* [Data records]
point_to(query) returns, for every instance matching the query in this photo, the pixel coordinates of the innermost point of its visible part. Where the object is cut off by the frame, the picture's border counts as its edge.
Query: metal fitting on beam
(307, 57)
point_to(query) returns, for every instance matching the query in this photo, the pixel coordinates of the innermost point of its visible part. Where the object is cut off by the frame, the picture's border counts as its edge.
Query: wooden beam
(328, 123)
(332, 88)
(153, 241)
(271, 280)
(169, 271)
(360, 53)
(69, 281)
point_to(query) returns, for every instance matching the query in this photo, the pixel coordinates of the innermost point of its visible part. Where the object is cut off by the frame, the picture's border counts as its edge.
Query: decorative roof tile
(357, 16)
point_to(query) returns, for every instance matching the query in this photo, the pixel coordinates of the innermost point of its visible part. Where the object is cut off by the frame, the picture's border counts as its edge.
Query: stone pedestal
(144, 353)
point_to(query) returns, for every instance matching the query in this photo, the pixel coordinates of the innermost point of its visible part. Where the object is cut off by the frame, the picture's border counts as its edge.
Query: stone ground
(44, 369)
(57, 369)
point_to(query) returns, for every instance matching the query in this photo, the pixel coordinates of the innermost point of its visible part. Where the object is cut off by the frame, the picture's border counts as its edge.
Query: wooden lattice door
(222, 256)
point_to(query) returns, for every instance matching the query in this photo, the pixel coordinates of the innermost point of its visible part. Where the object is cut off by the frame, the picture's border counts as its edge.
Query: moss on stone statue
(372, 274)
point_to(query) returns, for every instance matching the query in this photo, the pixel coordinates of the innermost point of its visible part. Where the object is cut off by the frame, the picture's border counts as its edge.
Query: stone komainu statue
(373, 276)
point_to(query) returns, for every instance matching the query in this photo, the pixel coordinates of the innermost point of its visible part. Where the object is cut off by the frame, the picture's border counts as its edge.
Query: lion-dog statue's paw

==

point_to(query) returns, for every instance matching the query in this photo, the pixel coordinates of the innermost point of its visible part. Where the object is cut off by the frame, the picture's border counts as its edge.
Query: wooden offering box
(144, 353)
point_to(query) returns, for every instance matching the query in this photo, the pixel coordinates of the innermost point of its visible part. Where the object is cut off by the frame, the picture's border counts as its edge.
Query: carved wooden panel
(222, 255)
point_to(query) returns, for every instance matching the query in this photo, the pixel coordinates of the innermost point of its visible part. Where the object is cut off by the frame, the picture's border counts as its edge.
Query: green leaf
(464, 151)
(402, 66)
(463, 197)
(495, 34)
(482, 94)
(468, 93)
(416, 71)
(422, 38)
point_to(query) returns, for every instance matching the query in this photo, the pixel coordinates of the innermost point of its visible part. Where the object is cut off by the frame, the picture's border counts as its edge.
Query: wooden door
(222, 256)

--

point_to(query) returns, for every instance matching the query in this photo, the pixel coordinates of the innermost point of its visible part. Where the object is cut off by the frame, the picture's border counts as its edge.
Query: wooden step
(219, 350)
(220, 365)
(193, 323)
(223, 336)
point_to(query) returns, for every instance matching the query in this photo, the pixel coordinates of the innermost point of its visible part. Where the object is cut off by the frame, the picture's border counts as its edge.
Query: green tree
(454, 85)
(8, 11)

* [What is needed] Go through the listing above and write out exactly the lines starting with the one holding "Query: moss on stone statue" and running through the one holding "Query: lion-dog statue's paw", ends included, and no others.

* [Exercise result]
Query: moss on stone statue
(372, 274)
point_to(query) returns, for every instance matching the query in this photo, the pixel coordinates of the innermost point of its visible part. Where the object is cut off by the frame, the picture's border counts as its edge.
Query: stone komainu statue
(373, 276)
point_to(query) returns, for every instance matching the query in this photo, the pixel coordinates of the innermost point of its visible part. Where the object is cut off by the frame, the picture's border counts as its edge.
Query: lion-dog statue's paw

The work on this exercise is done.